◆ **Provided passage**
Content starts

The 6th Floor Blog: How to Read Like a Reporter Who Fell Down the Rabbit Hole

Written By Unknown on Rabu, 17 April 2013 | 18.38

Elizabeth Weil is a contributing writer for the magazine. Her most recent article was about a family that practices yoga together.

Book I'm reading now:

I'm reading some weird and some not so weird books right now. Not weird: "The Round House," by Louise Erdrich. Good, dark. I have a mixed history with Erdrich. Some of her books I love, and some I don't, but I'm hooked on this one.

And because I was doing some research into the history of hormones, one thing led to another, and now I'm reading two totally esoteric books. One is "The Brown Dog Affair: The Story of a Monument That Divided a Nation," by Peter Mason. It's about a statue erected in London in 1906 of a dog that had been vivisected — that is, it had undergone surgery while alive in front of an audience of medical students for educational (and some would say, entertainment) purposes. The doctor who opened the brown terrier's neck and jolted its nerves with electrodes was William Bayliss, whose research on dogs contributed to the discovery of hormones. Unfortunately for Bayliss, some anti-vivisection activists were in the lecture hall that day and claimed the dog was not properly anesthetized. Enraged, they put up the brown-dog statue as a memorial. Some medical students who found this preposterous vandalized the statue with crowbars and sledgehammers. The arrest of those medical students led to riots in London: 1,000 future doctors marching, some of them barking like dogs. (The statue came down in 1910. A new statue of a different brown dog went up in 1985. People have found a way to find this statue offensive too.)

Another, far stranger, book that I'm reading is "The 'Elixir of Life': Dr. Brown-Séguard's Own Account of His Famous Alleged Remedy for Debility and Old Age." It's Brown-Séguard's story, published in 1889, of injecting himself at age 72 with a slurry of filtered and diluted dog and guinea pig testicles. His is the first documented testosterone doping. He loved it: "The day after the first subcutaneous injections and still more after the two succeeding ones a radical change took place in me. . . . I regained at least all the strength I possessed a good many years ago."

Last book I loved:

"The Immortal Life of Henrietta Lacks," by Rebecca Skloot. I am ashamed to say: I just read this. The book felt so looming and huge to me, and I was so envious. But of course, it's amazing. A central feature of my reading life is that I have a tortured relationship with nonfiction books. As a magazine writer, I think a lot of them are too long. (I'm a huge fan of the Kindle Singles format.) But Skloot hooked me from the beginning and kept me enthralled — great writing, deep reporting, strong narrative, important ideas. When I was halfway through, I lost my copy in the Frankfurt airport. Right after I landed in San Francisco, when I was waiting for my family to pick me up at the airport curb, I ordered another.

Content ends

◆ **Information shown**

Content starts

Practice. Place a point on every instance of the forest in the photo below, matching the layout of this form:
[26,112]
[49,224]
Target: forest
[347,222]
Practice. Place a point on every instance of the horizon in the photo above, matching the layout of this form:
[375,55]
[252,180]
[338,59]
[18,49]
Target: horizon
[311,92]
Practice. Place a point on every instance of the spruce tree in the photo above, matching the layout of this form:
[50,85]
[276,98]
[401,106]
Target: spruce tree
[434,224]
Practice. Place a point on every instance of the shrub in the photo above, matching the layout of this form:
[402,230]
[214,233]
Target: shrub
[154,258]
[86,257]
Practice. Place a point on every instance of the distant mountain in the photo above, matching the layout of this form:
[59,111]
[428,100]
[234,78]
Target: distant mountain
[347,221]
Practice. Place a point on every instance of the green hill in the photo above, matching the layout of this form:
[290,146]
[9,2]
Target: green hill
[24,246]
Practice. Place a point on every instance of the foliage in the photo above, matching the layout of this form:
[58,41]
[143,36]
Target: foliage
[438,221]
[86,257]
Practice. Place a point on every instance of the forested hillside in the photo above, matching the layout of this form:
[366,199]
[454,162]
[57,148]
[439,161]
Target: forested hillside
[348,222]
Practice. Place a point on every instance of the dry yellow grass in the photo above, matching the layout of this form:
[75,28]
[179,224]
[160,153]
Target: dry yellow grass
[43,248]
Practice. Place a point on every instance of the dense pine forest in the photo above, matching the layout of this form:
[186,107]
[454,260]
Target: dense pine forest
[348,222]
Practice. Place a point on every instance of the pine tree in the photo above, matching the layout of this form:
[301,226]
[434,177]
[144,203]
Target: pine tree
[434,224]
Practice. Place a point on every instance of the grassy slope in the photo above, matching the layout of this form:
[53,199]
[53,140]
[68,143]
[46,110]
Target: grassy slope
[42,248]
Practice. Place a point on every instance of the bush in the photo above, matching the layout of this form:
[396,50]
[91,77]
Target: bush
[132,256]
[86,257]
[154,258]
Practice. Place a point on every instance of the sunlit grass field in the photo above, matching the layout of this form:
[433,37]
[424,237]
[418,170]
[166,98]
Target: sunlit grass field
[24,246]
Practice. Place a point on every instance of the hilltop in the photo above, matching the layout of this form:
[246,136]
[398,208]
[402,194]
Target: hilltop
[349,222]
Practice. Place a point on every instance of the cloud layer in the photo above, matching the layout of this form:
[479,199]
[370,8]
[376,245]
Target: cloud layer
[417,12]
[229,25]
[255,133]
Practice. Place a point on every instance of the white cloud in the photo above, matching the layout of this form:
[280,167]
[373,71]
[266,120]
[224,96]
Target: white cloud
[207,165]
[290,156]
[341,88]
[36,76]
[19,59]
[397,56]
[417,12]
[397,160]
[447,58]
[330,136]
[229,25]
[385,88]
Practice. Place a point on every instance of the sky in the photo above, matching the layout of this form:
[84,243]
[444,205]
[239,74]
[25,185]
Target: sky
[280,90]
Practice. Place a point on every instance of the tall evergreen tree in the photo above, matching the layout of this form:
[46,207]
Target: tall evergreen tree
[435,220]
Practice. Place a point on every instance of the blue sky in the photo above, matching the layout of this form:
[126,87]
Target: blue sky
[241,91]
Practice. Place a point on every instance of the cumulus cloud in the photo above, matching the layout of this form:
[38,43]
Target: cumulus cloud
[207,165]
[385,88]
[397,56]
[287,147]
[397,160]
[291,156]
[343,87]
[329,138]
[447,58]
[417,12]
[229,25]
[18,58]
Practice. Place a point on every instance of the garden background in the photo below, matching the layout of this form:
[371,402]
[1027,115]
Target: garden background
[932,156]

Content ends

◆ **To do**
1. Summarize the blog post about reading in two sentences.
2. Write the next part of the blog post about reading, picking up after its final sentence.

◆ **Outputs in order**
1. Elizabeth Weil, a contributing writer for the magazine, is reading "The Round House" by Louise Erdrich along with two esoteric books she came to through research into the history of hormones: one about a 1906 London statue of a vivisected brown dog, and Brown-Séguard's 1889 account of injecting himself with dog and guinea pig testicles. The last book she loved was Rebecca Skloot's "The Immortal Life of Henrietta Lacks," which hooked her despite her tortured relationship with nonfiction books.

2.
Unread book on my bedside table that gnaws at my conscience:

"The Emigrants," by W. G. Sebald. That trip on which I lost "Henrietta Lacks" was my first trip to Germany. In Leipzig I spent a lot of time in some very old buildings that made W.W. II seem like yesterday. I wanted to try to understand contemporary Germany, how it's dealing with its own history, so I bought the Sebald. "Austerlitz" and "The Emigrants" sit there staring at me while I read "The Round House."

Three books in my field that I highly recommend:

"The Situation and the Story: The Art of Personal Narrative," by Vivian Gornick. Not a thrilling title but such smart, consolidated writing advice. If you're short on time just read the first four pages. A woman stands up and gives a brilliant eulogy. Why is it brilliant? She knew exactly what part of herself was speaking — in this case, the ambitious young medical student being mentored by the formidable doctor. This relationship, Gornick writes, "had acted as an organizing principle that determined the structure of her remarks. Structure had imposed order. Order made the sentences more shapely. Shapeliness increased the expressiveness of the language."

"Naked Statistics: Stripping the Dread From the Data," by Charles Wheelan. Statistics 101 (which you didn't take or have forgotten) delivered to your living room couch by a highly entertaining virtuoso professor.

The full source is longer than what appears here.